++++ Extracted text
# Miter Saw Table - Are both wings of equal lengths really beneficial?



## keith204 (Nov 5, 2013)

I'm making plans for an upgraded miter saw and creating a proper space/table/jig/stop for it.

The saw will most likely be a Bosch 12" 'gliding' (not sliding) saw, which has dual bevel. Space-wise, it would be nice to have 8' on the left side, and maybe a 3' of table on the right, then 4' of air space farther right (above deep freeze). Am I missing something here? What's the downside of having a shorter right side that I'm missing?


----------



## HokieKen (Apr 14, 2015)

I personally use the right side of my CMS for the "keeper" side. That's where the blade arbor's at so I put my adhesive scale on that side. That way, even when I change blades to a thicker/thinner kerf, the scale's still right.

But no, I don't see any reason you need more than 3' on your off-cut side as long as you have space beyond that for longer boards.


----------



## pintodeluxe (Sep 12, 2010)

I have 4' on one side and 2' on the other. Works well for me.


----------



## mtnwalton (Aug 4, 2015)

I've got the same saw and love it. I'm also planning a saw table upgrade. Just can't figure the best way to deal with dust collection. Have fun


----------



## Gizmosity (Oct 28, 2015)

I currently have 8' on both sides but don't use much on the right. I've always used the left and thought I'd see if I would use the right….but I don't. I'm moving things around and will end up with 8' on the left and 3'-4' on the right.


----------



## woodbutcherbynight (Oct 21, 2011)

I put mine in about the middle with the open side of the shop being on the left side for longer pieces. Works well unless you want over 48" on the right side.


----------



## HarveyM (Nov 11, 2012)

When I got my new miter saw I tried the fancy 'five cut' alignment test. My off hand cuts were twice as accurate as the other hand. It might be worth while to check using your new saw before deciding which wing to make longer.


----------



## keith204 (Nov 5, 2013)

Thanks for your advice. Here's what I ended up doing. I still need to make some shelves and cabinets but it's completely super usable for now, so I'm happy like this for awhile, with room for improvement.

In the conduit there are 5 20A circuits. 1 for vacuum, then 2 circuits left and 2 circuits right of the miter saw, using a shared neutral approach.

All of the equipment on the bench is out of the way for cutting long boards.

Shortened the planer cart and sized that cavity to roll it under perfectly.

The router table is a dual-router table, with a granite slab sharpening setup covering the back router plate. So to sharpen things, I pull out the cart.

To the right, I can cut boards over 8' in length, utilizing the otherwise useless space over the freezer.

None of the PVC connections are glued together, but I ran a smoke test (vacuum on, gates closed, smoldering stick) and there was zero smoke being sucked into the connections.


----------



## woodbutcherbynight (Oct 21, 2011)

Nice set-up.


----------
++++++++
++++ Input records
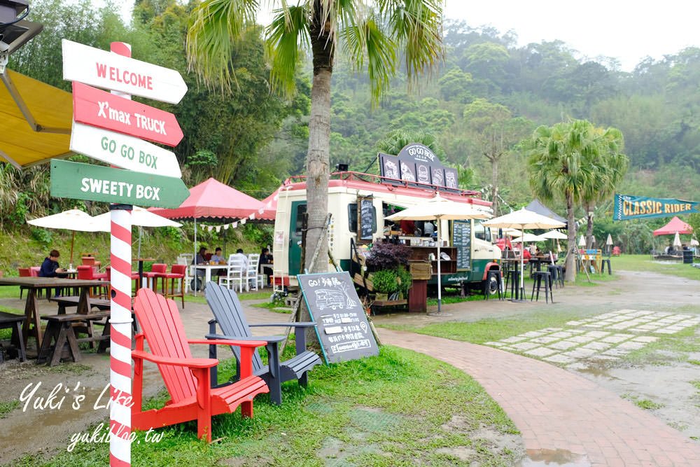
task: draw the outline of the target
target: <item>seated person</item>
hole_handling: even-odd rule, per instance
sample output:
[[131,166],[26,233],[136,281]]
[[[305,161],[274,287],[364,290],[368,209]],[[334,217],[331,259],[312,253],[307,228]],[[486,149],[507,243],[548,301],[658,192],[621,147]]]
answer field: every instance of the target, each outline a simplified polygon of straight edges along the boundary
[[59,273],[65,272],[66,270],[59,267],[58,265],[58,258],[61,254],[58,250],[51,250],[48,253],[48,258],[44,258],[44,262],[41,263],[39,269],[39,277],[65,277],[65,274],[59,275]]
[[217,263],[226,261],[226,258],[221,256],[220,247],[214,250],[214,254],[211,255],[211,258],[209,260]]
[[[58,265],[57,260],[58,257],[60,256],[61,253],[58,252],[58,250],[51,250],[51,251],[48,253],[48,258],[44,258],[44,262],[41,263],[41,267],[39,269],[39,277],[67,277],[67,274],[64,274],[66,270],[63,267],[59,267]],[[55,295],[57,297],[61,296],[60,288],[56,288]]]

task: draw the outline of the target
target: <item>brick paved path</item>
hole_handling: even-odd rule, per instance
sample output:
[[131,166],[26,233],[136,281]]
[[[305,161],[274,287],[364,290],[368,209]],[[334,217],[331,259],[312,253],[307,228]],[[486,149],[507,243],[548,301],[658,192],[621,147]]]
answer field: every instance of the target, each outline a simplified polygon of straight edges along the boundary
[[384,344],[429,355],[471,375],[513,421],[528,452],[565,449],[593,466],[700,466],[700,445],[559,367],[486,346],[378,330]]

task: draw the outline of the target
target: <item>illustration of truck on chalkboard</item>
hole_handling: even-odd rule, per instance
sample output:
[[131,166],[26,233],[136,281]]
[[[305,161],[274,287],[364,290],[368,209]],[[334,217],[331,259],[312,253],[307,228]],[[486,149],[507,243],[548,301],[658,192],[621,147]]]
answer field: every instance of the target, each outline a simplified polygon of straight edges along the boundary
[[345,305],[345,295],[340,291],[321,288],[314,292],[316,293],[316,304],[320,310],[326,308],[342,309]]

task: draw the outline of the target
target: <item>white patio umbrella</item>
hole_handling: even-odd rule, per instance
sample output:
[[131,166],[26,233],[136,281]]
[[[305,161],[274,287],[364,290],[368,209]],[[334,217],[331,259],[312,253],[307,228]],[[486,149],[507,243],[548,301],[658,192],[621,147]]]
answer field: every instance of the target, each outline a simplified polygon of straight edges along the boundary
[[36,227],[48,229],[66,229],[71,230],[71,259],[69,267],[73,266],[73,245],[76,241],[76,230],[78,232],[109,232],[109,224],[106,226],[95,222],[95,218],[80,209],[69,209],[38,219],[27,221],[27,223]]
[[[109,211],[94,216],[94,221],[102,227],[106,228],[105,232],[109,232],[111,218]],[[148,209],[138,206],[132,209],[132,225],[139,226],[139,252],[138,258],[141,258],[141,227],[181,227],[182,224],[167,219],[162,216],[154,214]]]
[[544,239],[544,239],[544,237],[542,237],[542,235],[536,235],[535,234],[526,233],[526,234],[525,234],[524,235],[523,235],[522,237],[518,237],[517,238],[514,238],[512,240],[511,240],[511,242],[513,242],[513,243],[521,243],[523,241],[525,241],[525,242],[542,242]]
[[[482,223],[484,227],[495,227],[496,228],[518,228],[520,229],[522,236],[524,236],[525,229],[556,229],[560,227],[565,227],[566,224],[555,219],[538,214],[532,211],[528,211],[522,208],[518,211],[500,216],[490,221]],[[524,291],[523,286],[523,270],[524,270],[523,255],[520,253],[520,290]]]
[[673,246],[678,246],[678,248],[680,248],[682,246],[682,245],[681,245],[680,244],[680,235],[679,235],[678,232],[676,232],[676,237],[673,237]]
++++++++
*Short problem 1*.
Answer these from the miter saw table thread:
(a) How much table does pintodeluxe have on each side of the saw?
(b) How many 20A circuits run in the conduit of keith204's finished setup?
(c) What covers the back router plate on keith204's dual-router table?
*Short problem 2*. Select every line of the records that contains the string "item", matching case exactly.
The thread about the miter saw table and the records come from separate sources.

*Written reply 1*.
(a) 4' on one side and 2' on the other.
(b) Five.
(c) A granite slab sharpening setup.

*Written reply 2*.
target: <item>seated person</item>
target: <item>brick paved path</item>
target: <item>illustration of truck on chalkboard</item>
target: <item>white patio umbrella</item>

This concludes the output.